**Exercise objective**
Beginning with the first line of the entries below, quote each line until you reach and include the line with "the long brown-patched".

**Material to process**
*** Begin section ***
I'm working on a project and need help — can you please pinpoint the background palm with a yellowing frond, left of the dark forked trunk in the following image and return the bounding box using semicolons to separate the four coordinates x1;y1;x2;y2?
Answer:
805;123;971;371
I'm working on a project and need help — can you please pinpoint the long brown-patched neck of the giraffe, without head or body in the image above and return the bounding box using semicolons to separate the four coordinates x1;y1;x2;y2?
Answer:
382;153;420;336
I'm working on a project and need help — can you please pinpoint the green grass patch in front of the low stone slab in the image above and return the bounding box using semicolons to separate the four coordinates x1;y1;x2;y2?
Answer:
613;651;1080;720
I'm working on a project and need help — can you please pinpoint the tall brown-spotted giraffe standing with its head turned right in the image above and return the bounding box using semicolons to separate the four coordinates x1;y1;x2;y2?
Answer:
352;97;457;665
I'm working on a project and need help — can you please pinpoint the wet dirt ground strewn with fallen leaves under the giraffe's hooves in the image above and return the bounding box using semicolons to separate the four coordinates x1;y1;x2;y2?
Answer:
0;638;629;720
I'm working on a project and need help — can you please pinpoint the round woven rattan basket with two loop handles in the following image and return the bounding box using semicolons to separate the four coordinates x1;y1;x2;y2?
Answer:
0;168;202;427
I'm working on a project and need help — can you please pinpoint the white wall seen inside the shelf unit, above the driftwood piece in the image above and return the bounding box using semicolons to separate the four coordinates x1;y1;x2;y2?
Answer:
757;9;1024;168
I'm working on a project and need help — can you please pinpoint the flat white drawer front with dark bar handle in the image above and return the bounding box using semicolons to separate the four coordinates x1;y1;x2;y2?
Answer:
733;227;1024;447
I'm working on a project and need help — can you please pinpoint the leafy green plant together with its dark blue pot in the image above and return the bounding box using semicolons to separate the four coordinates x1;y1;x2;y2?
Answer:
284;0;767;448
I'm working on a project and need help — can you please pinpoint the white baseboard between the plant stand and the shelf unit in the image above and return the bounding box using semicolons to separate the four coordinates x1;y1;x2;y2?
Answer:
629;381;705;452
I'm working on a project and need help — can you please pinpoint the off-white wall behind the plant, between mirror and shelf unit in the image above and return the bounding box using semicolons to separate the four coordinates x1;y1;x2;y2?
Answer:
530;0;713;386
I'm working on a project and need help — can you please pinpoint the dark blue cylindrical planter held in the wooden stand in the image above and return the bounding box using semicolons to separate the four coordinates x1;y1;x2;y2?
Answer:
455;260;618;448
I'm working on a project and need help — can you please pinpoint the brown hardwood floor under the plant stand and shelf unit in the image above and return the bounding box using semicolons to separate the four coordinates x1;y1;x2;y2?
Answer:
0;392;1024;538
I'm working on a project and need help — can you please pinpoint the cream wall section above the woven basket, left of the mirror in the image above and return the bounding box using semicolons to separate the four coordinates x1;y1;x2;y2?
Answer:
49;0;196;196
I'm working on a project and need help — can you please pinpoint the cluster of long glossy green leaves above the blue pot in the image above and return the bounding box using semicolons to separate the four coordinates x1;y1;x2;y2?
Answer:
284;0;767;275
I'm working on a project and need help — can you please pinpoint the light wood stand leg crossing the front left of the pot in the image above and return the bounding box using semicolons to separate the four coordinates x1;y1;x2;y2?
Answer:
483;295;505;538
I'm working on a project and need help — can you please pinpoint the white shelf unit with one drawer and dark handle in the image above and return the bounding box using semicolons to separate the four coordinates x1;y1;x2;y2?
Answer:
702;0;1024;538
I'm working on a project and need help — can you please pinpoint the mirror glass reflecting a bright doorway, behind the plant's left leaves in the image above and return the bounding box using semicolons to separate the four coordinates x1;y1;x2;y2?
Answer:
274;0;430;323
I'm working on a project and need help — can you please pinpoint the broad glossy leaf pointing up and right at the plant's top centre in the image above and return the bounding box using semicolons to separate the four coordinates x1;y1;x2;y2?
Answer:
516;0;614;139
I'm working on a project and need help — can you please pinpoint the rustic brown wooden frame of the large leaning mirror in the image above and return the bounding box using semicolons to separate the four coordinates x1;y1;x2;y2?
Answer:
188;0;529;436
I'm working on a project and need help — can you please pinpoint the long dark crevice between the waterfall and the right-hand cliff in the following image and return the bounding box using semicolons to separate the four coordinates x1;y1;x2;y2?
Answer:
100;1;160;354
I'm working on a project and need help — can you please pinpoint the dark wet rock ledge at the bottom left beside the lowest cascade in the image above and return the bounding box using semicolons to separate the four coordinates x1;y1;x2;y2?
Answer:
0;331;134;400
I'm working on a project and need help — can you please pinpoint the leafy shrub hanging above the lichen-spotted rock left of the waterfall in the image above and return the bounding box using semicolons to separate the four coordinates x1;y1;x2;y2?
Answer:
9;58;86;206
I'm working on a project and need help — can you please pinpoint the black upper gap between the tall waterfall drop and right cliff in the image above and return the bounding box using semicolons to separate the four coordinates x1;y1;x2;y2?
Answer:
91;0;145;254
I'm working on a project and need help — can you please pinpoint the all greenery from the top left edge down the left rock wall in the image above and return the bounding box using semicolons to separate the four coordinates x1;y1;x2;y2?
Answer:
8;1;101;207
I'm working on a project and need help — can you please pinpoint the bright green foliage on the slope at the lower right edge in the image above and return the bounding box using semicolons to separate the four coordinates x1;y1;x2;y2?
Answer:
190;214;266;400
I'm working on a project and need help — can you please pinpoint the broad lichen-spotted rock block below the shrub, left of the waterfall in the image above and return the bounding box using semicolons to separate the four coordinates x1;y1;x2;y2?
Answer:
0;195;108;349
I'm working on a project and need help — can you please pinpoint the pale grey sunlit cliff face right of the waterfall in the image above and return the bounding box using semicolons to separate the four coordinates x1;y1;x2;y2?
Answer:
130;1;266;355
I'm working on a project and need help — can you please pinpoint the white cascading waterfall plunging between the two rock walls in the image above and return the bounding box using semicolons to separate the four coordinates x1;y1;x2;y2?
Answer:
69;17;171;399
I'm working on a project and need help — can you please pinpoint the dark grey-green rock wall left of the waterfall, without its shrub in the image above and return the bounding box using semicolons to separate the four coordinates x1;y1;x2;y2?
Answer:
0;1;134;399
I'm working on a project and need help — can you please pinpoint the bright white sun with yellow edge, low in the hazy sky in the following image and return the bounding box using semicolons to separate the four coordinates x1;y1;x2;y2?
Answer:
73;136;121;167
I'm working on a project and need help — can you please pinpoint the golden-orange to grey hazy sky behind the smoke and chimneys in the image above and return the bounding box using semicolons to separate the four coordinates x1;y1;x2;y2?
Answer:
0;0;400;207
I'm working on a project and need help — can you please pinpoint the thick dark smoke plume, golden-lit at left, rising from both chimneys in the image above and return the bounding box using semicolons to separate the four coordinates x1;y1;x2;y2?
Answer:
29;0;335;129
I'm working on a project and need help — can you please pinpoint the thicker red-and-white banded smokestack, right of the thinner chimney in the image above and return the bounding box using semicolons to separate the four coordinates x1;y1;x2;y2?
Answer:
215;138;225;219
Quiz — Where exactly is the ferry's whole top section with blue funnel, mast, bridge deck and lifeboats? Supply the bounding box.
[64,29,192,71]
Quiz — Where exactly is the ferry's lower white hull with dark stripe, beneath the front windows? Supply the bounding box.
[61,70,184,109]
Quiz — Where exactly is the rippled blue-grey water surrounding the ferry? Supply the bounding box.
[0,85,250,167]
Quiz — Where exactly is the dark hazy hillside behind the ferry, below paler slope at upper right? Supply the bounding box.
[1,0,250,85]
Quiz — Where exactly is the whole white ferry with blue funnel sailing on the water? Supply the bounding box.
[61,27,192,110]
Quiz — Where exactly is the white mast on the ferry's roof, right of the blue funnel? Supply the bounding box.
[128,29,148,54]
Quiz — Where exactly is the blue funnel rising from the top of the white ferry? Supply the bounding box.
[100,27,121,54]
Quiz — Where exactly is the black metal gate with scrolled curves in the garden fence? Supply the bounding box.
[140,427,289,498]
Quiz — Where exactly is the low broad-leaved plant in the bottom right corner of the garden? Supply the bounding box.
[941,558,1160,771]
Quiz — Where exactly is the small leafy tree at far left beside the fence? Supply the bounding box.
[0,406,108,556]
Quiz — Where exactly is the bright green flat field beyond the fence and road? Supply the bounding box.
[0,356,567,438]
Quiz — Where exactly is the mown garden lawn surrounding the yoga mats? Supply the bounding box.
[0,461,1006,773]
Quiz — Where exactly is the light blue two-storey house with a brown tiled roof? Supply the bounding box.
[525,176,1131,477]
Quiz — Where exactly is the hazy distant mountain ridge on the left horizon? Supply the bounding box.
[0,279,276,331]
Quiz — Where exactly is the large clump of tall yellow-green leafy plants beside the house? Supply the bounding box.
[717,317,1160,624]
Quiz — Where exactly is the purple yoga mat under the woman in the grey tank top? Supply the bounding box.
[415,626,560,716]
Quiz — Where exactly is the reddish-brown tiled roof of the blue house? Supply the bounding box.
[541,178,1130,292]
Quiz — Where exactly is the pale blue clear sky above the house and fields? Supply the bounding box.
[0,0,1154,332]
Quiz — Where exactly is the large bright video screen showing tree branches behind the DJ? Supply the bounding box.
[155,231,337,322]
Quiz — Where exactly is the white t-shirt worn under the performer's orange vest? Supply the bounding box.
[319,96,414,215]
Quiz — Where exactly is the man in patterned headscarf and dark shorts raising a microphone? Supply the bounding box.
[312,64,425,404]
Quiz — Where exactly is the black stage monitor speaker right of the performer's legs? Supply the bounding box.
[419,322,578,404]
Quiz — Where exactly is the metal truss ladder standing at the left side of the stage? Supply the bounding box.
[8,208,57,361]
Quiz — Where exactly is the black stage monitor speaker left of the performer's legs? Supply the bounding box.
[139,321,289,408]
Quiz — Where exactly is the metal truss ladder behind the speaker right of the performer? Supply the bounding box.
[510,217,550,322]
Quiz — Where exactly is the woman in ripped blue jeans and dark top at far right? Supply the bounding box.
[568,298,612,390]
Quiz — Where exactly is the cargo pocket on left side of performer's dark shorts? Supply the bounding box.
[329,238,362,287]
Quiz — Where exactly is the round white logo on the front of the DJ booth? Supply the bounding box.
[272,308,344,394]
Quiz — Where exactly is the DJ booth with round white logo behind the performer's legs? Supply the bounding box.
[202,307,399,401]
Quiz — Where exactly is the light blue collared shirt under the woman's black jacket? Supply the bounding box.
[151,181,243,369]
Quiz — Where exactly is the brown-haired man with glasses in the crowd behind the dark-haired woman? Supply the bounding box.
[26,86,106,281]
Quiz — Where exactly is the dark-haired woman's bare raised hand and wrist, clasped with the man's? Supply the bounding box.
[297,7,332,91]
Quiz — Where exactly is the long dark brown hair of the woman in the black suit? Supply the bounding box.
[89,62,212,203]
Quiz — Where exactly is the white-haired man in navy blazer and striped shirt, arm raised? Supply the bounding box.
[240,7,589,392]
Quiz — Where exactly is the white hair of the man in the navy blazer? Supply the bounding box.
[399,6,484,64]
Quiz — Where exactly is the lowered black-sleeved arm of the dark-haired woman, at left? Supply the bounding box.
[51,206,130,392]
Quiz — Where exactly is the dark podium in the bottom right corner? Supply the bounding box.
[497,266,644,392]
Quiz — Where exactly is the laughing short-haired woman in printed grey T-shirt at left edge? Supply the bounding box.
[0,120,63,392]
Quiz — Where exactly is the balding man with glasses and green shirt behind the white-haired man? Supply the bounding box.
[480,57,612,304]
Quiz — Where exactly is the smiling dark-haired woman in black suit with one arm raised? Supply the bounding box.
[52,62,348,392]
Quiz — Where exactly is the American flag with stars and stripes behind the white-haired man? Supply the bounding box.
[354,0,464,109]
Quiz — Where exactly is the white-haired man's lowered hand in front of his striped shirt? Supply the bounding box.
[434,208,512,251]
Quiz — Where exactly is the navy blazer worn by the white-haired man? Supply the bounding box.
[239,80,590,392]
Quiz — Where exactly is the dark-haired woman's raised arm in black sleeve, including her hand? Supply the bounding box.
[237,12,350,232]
*** End section ***
**Answer section**
I'm working on a project and need help — can you please pinpoint the background palm with a yellowing frond, left of the dark forked trunk in the following image and return the bounding box using semicolons to separate the four coordinates x1;y1;x2;y2?
Answer:
805;123;971;371
I'm working on a project and need help — can you please pinpoint the long brown-patched neck of the giraffe, without head or body in the image above and return the bounding box using semicolons to separate the four coordinates x1;y1;x2;y2?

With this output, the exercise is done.